__WHAT YOU NEED TO DO__
Can you retype all of the records below, character for character?

SOURCE DATA start

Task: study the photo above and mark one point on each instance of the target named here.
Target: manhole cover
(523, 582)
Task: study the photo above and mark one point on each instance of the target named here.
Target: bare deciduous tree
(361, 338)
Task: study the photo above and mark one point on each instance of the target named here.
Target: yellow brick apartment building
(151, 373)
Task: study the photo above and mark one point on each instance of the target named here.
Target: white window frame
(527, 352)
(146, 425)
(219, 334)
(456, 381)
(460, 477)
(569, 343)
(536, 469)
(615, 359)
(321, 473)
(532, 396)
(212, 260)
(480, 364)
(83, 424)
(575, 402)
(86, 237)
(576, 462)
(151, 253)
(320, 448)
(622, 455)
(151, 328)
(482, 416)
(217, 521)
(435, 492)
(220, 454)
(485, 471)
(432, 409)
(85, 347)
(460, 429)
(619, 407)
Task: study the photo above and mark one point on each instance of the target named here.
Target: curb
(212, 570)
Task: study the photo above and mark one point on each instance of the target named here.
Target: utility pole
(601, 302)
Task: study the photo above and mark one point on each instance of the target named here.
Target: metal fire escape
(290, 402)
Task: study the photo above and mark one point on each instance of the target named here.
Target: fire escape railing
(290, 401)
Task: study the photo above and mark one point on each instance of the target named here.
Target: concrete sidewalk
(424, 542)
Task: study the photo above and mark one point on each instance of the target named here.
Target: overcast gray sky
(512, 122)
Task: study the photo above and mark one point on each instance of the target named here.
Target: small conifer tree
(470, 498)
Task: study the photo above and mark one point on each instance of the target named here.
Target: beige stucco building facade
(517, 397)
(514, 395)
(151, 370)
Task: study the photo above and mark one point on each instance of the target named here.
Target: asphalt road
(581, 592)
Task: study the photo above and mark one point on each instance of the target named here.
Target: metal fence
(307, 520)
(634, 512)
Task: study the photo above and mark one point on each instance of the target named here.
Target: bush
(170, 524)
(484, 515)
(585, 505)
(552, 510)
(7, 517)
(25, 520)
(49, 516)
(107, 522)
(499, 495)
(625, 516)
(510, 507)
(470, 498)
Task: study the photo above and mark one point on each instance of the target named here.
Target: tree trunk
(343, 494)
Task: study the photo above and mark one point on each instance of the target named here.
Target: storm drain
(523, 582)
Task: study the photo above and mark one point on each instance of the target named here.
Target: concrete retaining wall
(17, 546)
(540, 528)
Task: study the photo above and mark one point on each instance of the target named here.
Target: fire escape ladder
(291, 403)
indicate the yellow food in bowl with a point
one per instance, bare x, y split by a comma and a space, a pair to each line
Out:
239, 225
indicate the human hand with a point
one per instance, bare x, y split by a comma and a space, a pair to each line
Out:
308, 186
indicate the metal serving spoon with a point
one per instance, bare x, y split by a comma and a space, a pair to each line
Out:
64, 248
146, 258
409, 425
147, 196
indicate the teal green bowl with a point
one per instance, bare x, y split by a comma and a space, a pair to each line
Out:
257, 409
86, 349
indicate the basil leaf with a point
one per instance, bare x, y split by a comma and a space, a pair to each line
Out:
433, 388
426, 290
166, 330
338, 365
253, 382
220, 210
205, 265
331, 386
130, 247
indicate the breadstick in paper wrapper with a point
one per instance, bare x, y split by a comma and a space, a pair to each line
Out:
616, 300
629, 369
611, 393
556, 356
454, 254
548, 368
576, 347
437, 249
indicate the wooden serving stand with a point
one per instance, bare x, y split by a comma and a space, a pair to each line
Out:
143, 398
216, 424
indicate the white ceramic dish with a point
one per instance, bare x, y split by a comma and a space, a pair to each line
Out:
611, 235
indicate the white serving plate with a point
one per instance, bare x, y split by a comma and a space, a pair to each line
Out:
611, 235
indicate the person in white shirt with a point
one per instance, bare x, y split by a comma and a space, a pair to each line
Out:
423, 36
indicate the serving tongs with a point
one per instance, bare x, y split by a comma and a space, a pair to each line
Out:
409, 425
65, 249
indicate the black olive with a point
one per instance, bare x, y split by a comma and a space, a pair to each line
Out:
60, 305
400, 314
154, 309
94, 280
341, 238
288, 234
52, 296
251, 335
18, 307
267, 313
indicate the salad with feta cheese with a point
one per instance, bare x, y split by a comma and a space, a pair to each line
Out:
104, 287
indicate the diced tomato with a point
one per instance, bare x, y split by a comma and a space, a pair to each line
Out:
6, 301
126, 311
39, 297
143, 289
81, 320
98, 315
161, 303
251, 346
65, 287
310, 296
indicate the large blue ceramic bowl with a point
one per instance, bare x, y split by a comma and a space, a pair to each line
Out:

SOURCE DATA end

__WRITTEN SOLUTION__
Task: study the photo above and mark one point on each instance of the target named here.
Target: manhole cover
(523, 582)
Task: study the photo above and mark one point on each instance of the target named here.
Target: bare deciduous tree
(361, 338)
Task: study the photo above and mark one point on each instance of the target named here.
Target: yellow brick apartment building
(151, 373)
Task: study the photo above and mark one point on each instance of the target named here.
Target: white window frame
(527, 352)
(146, 425)
(219, 334)
(456, 381)
(460, 477)
(569, 343)
(536, 469)
(615, 359)
(321, 473)
(532, 396)
(212, 260)
(480, 364)
(83, 424)
(575, 402)
(86, 237)
(576, 462)
(151, 253)
(320, 448)
(622, 455)
(151, 328)
(482, 416)
(217, 521)
(435, 492)
(220, 454)
(485, 471)
(432, 409)
(85, 347)
(460, 429)
(619, 407)
Task: study the photo above and mark one point on each instance of the target named here.
Target: curb
(212, 570)
Task: study the photo above and mark one point on each instance of the target named here.
Target: utility pole
(601, 302)
Task: study the photo above and mark one point on each instance of the target named here.
Target: metal fire escape
(290, 402)
Task: study the photo above and mark one point on each instance of the target named here.
Target: fire escape railing
(290, 401)
Task: study the photo above and mark one point on each instance of the target named here.
Target: concrete sidewalk
(424, 542)
Task: study the photo above and mark one point on each instance of the target named here.
Target: overcast gray sky
(512, 122)
Task: study the photo above and mark one point on each instance of the target named here.
Target: small conifer tree
(470, 498)
Task: study the photo above and mark one point on each instance of the target named here.
Target: beige stucco building facade
(517, 397)
(514, 395)
(151, 370)
Task: study the photo above and mark one point on each instance of the target named here.
Target: asphalt road
(581, 592)
Task: study the photo above and mark one point on each instance of the target named here.
Target: metal fence
(307, 520)
(634, 512)
Task: study the photo above and mark one point on each instance of the target named here.
Target: bush
(170, 524)
(484, 515)
(585, 505)
(552, 510)
(7, 517)
(25, 520)
(49, 516)
(107, 522)
(499, 495)
(625, 516)
(510, 507)
(470, 498)
Task: study the photo above and mark one point on each instance of the target named here.
Target: tree trunk
(343, 494)
Task: study the photo above and mark one point on each instance of the target named here.
Target: storm drain
(523, 582)
Task: study the photo above and mark one point on each instance of the target named here.
Target: concrete retaining wall
(17, 546)
(540, 528)
Task: study the photo above and mark one point on each instance of the target named here.
Target: fire escape ladder
(291, 403)
indicate the yellow food in bowl with a point
one per instance, bare x, y split by a comma and a space, a pair to each line
Out:
239, 225
indicate the human hand with a point
one per instance, bare x, y split by a comma and a space, a pair to each line
Out:
308, 186
indicate the metal serving spoon with a point
one per instance, bare x, y split by a comma and a space, a pair to each line
Out:
64, 248
146, 258
409, 425
147, 196
indicate the teal green bowl with a point
one per instance, bare x, y split by a comma and a space, a pair to each line
Out:
257, 409
86, 349
indicate the basil leaf with a point
one per instance, bare x, y split by a comma and a space, a pair to each line
Out:
433, 388
426, 290
166, 330
338, 365
253, 382
220, 210
205, 265
331, 386
130, 247
indicate the breadstick in paper wrapper with a point
one per instance, bare x, y split by a comma and a space, a pair to each line
Out:
616, 300
629, 369
611, 393
556, 356
454, 254
548, 368
576, 347
437, 249
indicate the wooden serving stand with a point
one per instance, bare x, y split by a comma and a space, a pair to each line
Out:
143, 398
216, 424
indicate the white ceramic dish with a point
one per instance, bare x, y split by a comma and a space, a pair to each line
Out:
611, 235
indicate the white serving plate with a point
one per instance, bare x, y split by a comma and a space, a pair to each line
Out:
611, 235
indicate the person in white shirt with a point
one per instance, bare x, y split by a comma and a space, a pair to each line
Out:
423, 36
indicate the serving tongs with a point
one per instance, bare x, y split by a comma and a space, a pair to each line
Out:
409, 425
65, 249
indicate the black olive with a point
one per instance, bare x, y split by a comma and a space, a pair to each line
Out:
60, 305
400, 314
154, 309
94, 280
341, 238
288, 234
52, 296
251, 335
18, 307
267, 313
indicate the salad with feta cheese with a point
one per instance, bare x, y split by a comma and a space, a pair to each line
Out:
104, 287
indicate the diced tomato with a point
one per instance, bare x, y split by a comma and a space, a pair to each line
Out:
6, 301
126, 311
39, 297
143, 289
81, 320
98, 315
161, 303
251, 346
65, 287
310, 296
indicate the large blue ceramic bowl with a point
one per instance, bare x, y split by a comma and a space, a pair to each line
Out:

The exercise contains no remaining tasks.